Segment Start: Document segment

The Court begins with standing. While Defendants raise only Article III standing as a basis for dismissal, plaintiffs in antitrust cases confront two separate standing hurdles. In addition to constitutional standing, they must also satisfy the requirements of "antitrust" (or statutory) standing. Antitrust standing "asks `whether the plaintiff is a proper party to bring a private antitrust action.'" Johnson v. Comm'n on Presidential Debates, 869 F.3d 976, 982 (D.C. Cir. 2017) (quoting Assoc. Gen. Contractors of Cal., Inc. v. Cal. State Council of Carpenters, 459 U.S. 519, 535 n.31 (1983)). And in this case, that means whether Pierce has alleged an injury that "affect[s] [his] business or property" and is "the kind of injury the antitrust laws were intended to prevent." Andrx Pharm., Inc. v. Biovail Corp. Int'l, 256 F.3d 799, 806 (D.C. Cir. 2001) (quoting Brunswick Corp. v. Pueblo Bowl-O-Mat, Inc., 429 U.S. 477, 489 (1977)).

Segment End: Document segment

**Questions to answer:**
**1)** Answer these questions using the court excerpt on standing:
(a) Which kind of standing do Defendants raise as a basis for dismissal?
(b) What other name does the excerpt give in parentheses for "antitrust" standing?
(c) Which court decided Johnson v. Comm'n on Presidential Debates, and in what year?
**2)** For each statement, say whether it agrees with the court excerpt on standing. Give yes or no and quote the deciding words.
(a) Defendants raise both Article III standing and antitrust standing as bases for dismissal.
(b) Plaintiffs in antitrust cases face two separate standing hurdles.
(c) Andrx Pharm., Inc. v. Biovail Corp. Int'l was decided by the U.S. Supreme Court.

Segment Start: Study material

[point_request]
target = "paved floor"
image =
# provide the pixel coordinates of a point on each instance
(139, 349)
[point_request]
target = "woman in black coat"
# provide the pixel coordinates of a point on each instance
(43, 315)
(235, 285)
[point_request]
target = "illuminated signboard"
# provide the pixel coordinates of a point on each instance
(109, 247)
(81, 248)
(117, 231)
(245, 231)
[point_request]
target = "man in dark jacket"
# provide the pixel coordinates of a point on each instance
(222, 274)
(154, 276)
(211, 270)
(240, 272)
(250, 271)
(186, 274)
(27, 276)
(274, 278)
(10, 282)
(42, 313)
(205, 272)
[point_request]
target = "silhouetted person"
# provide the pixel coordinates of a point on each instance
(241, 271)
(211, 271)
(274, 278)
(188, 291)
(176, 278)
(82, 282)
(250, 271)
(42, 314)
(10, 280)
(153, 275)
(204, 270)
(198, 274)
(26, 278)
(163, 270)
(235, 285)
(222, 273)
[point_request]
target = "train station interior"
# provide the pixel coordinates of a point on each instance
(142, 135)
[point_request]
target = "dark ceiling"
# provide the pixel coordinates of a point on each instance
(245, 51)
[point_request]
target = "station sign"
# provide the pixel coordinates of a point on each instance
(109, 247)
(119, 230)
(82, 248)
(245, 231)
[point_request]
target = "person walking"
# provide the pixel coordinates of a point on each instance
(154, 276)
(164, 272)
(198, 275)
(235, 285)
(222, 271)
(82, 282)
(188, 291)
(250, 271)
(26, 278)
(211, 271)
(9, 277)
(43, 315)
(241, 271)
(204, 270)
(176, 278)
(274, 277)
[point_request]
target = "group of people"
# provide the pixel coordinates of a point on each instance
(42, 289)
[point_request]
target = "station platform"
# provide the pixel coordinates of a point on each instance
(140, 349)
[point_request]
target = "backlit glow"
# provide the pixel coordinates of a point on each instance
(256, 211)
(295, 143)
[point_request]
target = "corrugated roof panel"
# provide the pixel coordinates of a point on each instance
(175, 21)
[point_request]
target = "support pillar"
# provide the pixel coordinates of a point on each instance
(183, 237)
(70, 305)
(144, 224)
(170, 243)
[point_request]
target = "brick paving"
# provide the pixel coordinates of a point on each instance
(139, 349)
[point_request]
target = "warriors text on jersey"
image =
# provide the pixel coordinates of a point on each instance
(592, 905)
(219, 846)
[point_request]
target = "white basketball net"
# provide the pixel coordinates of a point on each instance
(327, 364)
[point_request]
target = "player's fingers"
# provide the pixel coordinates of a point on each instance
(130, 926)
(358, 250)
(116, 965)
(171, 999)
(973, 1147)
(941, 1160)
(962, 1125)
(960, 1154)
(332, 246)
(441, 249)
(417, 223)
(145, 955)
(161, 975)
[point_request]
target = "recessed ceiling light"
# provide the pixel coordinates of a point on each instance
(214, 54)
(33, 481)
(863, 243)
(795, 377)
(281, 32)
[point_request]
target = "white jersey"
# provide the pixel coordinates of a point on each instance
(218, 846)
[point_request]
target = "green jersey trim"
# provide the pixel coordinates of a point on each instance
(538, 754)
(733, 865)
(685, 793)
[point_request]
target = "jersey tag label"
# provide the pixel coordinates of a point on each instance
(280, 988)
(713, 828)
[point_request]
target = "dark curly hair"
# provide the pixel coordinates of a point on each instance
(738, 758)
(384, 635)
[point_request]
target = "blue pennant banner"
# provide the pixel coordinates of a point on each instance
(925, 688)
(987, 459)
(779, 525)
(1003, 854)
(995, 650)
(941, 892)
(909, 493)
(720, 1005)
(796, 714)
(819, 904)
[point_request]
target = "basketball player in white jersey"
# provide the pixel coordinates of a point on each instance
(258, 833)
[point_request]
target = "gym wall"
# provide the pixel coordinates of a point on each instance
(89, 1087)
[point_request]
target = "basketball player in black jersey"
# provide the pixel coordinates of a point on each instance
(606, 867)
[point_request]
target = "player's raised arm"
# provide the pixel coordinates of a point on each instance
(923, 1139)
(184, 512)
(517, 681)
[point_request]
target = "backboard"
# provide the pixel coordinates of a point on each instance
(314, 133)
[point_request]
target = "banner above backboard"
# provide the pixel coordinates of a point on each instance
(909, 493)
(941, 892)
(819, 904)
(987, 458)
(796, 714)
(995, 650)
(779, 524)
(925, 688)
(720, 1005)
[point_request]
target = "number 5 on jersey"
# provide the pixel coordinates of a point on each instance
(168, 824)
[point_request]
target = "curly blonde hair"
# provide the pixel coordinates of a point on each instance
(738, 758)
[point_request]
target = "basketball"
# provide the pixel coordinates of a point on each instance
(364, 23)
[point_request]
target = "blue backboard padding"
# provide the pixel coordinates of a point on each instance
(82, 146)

Segment End: Study material

**Results by task:**
**1)**
(a) Article III standing.
(b) Statutory standing.
(c) The D.C. Circuit, in 2017.

**2)**
(a) No: "While Defendants raise only Article III standing as a basis for dismissal"
(b) Yes: "plaintiffs in antitrust cases confront two separate standing hurdles"
(c) No: "256 F.3d 799, 806 (D.C. Cir. 2001)"